Task prompt: Take the data below and extract the lines from the one with "Query: hillside" to the one with "foot in this photo.", inclusive, exactly as written.

==============================

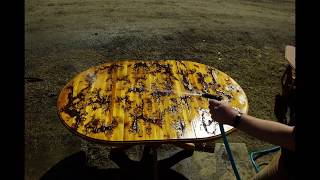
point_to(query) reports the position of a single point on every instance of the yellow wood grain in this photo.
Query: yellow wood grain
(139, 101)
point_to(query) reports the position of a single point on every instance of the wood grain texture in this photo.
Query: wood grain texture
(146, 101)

==============================

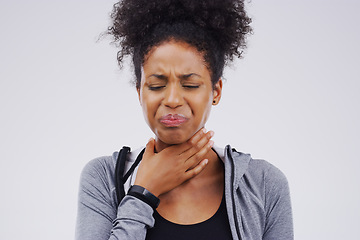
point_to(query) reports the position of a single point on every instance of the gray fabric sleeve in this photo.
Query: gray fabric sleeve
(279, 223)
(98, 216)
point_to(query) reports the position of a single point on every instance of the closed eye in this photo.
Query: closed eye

==============================

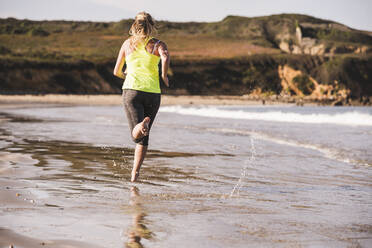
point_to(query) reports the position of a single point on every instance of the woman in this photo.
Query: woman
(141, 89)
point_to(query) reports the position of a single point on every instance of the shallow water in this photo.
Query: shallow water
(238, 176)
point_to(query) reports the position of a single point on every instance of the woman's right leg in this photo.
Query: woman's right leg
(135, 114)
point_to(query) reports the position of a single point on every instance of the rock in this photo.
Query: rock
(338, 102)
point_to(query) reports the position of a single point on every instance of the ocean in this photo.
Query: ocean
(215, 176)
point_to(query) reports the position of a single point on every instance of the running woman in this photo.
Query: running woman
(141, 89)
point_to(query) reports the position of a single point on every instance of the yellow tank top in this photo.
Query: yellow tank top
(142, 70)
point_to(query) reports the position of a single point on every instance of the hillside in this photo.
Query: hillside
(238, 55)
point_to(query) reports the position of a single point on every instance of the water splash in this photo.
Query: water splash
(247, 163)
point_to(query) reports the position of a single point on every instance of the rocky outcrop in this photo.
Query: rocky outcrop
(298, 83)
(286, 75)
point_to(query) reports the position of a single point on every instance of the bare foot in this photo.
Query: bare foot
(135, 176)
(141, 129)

==============================

Response to this exercise:
Query: hillside
(238, 55)
point_to(query) reports the position of a single point on every instance of the water splash in this photo.
Query: water splash
(247, 163)
point_to(query) reports the position of a single point on every instance of the rocky outcrop in this photo.
Query: rocky outcrop
(298, 83)
(286, 75)
point_to(query) reports the position of a single point on every instance of the bare foot in this photo.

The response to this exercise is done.